* Task to complete: An exact repetition of every entry, with no images, is the required answer.

* Material for this exercise:
--------------------------------

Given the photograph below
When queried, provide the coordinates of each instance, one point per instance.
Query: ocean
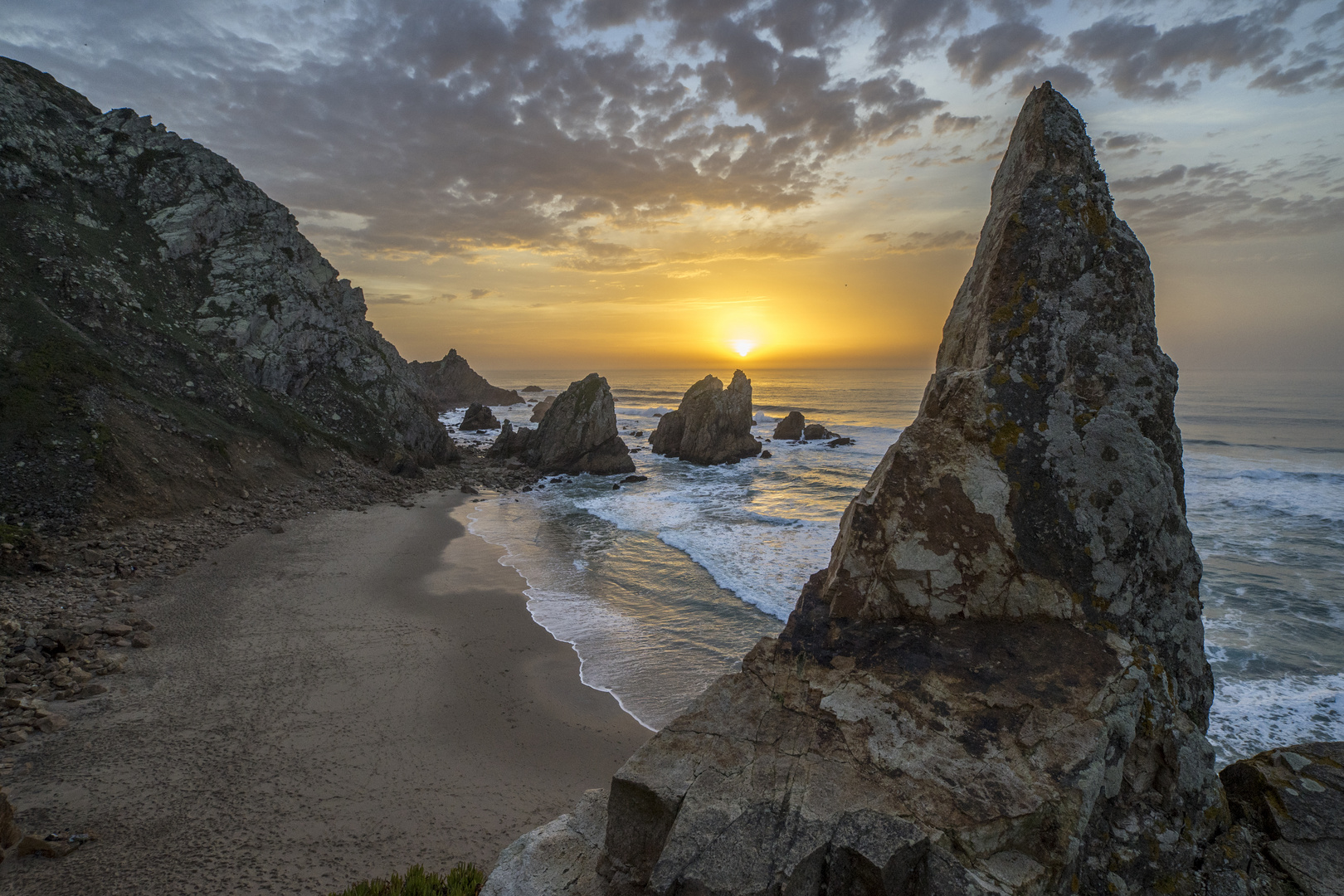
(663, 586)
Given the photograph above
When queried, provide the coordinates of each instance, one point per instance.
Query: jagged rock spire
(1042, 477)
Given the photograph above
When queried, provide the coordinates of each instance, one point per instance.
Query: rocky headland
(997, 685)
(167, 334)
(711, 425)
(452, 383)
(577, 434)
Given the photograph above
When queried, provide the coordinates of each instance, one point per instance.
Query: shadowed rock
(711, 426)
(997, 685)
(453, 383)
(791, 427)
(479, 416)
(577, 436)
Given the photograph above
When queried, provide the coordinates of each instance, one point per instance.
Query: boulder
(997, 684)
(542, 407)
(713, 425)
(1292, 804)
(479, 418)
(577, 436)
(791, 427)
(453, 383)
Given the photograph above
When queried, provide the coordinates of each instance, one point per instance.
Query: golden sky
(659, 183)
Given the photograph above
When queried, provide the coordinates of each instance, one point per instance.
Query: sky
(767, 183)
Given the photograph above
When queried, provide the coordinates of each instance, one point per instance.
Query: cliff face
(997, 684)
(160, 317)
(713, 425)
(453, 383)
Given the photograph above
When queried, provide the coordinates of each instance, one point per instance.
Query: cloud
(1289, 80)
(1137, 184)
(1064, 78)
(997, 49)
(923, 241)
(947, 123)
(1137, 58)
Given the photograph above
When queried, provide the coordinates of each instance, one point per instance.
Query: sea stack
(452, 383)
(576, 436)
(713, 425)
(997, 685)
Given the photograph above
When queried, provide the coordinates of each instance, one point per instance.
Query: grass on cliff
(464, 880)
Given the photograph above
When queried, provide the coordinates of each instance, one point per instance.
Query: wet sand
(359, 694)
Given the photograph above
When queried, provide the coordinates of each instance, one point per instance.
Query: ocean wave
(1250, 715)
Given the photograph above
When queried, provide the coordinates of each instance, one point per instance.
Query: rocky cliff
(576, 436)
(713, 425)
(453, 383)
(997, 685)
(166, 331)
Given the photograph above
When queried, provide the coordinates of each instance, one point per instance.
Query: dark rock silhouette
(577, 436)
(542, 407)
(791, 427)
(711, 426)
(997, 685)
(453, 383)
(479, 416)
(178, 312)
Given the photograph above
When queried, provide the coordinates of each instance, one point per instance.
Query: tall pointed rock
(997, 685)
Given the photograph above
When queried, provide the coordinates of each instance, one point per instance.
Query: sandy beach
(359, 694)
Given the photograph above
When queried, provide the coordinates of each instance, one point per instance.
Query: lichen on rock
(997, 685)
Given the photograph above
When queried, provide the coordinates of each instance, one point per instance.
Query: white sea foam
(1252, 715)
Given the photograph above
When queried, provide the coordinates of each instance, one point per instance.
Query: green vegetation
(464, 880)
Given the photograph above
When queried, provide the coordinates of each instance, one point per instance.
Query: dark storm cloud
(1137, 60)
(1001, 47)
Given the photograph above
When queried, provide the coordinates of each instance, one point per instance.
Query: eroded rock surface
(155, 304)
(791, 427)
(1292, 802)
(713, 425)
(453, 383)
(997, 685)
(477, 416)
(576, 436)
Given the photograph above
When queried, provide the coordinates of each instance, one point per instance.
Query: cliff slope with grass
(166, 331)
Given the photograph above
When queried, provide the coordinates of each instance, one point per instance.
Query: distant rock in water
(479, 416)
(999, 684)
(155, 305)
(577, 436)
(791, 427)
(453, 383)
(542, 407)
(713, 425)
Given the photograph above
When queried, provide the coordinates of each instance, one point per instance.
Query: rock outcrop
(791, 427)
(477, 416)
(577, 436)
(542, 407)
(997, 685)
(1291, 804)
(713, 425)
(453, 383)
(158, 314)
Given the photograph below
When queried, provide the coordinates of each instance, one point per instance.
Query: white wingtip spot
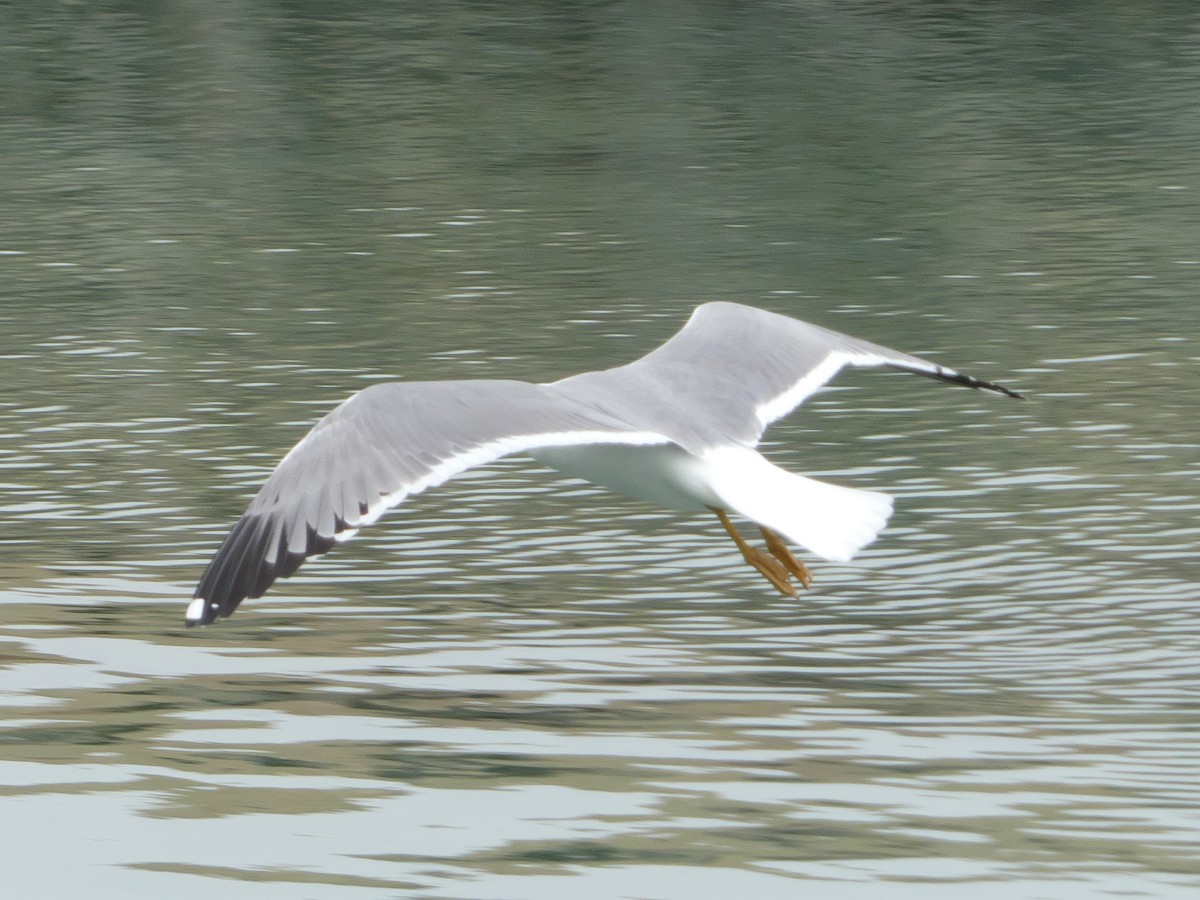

--------------------------------

* Answer area:
Given the photograph below
When queried, provide the coordinates of each instance, one point per instance.
Query: ocean
(663, 586)
Given the photograph above
When queried, provide the coordinates of each instance, one point per instance.
Query: jagged rock spire
(1042, 477)
Given the photograph above
When queried, provide the coordinates of each instance, one point per instance.
Query: rocky headland
(997, 685)
(167, 334)
(711, 425)
(452, 383)
(577, 434)
Given the photograph above
When queried, provide the coordinates of each instance, one point per instance.
Query: shadowed rock
(711, 426)
(997, 685)
(453, 383)
(791, 427)
(479, 416)
(577, 436)
Given the photograph above
When queried, provide the coordinates of each instance, one point per instance.
Query: boulder
(997, 684)
(542, 407)
(713, 425)
(1292, 804)
(479, 418)
(577, 436)
(791, 427)
(453, 383)
Given the photograph above
When queried, provide the coordinates of each instance, one point per instance.
Query: golden sky
(659, 183)
Given the photograph above
When queried, provide the coordinates of each instance, one point per instance.
Query: sky
(767, 183)
Given the photograph above
When queried, provide the coordinates of each instance, one point per instance.
Query: cliff face
(997, 684)
(160, 317)
(713, 425)
(453, 383)
Given the photograph above
When queried, provide the coordinates of each instance, one point per instance.
Query: cloud
(1289, 80)
(1137, 184)
(1064, 78)
(997, 49)
(923, 241)
(947, 123)
(1137, 58)
Given the photograph above
When queried, provide the coordinates of each instance, one point per instance.
Query: sea stack
(452, 383)
(576, 436)
(713, 425)
(997, 685)
Given the photograph above
When queried, provide the coordinates of each instance, one point per instance.
Query: grass on cliff
(464, 880)
Given the photograph above
When queried, provide the coordinates of each instance, one point per instance.
Query: wet sand
(359, 694)
Given the photograph above
When queried, provide the coordinates of each instance, one point per instance.
Query: ocean wave
(1250, 715)
Given the photograph above
When queried, provide the coordinates of each instance, one point per instance.
Query: rocky cliff
(576, 436)
(713, 425)
(453, 383)
(997, 685)
(166, 331)
Given the photograph above
When queried, provide the coordinates of each instance, one point per instance.
Query: dark rock silhouette
(577, 436)
(542, 407)
(791, 427)
(711, 426)
(997, 685)
(453, 383)
(479, 416)
(178, 312)
Given the photograph above
When queried, provide the coordinates of each instance, one point per instance.
Query: tall pointed rock
(997, 685)
Given the photograph above
When queried, provide the coordinates of each instance, one point per instance.
Query: sandy beach
(359, 694)
Given the photograph above
When queried, provide the coordinates of each instance, one point per instance.
Query: lichen on rock
(997, 685)
Given the photograph above
When queried, provide the coordinates of each instance, one point per instance.
Query: white sea foam
(1252, 715)
Given the photograph above
When queried, provide the coordinates of each instance, one point per instance.
Query: green vegetation
(464, 880)
Given the photograph above
When queried, provide the coordinates of each instance, one point per instance.
Query: dark storm cloud
(1137, 60)
(1001, 47)
Given the photograph above
When queried, provide the coordinates of each instance, one point per instance.
Query: eroded rock surface
(155, 304)
(791, 427)
(1292, 802)
(713, 425)
(453, 383)
(997, 685)
(477, 416)
(576, 436)
Given the photograph above
When queried, provide the coordinates of each instance, one point per instance.
Query: cliff slope with grass
(166, 331)
Given the photograph above
When queried, provide the coordinates of each instance, one point per instance.
Query: distant rock in water
(479, 416)
(999, 684)
(155, 305)
(577, 436)
(791, 427)
(453, 383)
(542, 407)
(713, 425)
Given the photograph above
When queried, provide the coordinates of each instance, one point per instance.
Query: rock outcrop
(791, 427)
(477, 416)
(577, 436)
(542, 407)
(997, 685)
(1291, 804)
(713, 425)
(453, 383)
(158, 314)
Given the photograph below
When queried, provide the coordinates of each instance, one point per instance.
Query: white wingtip spot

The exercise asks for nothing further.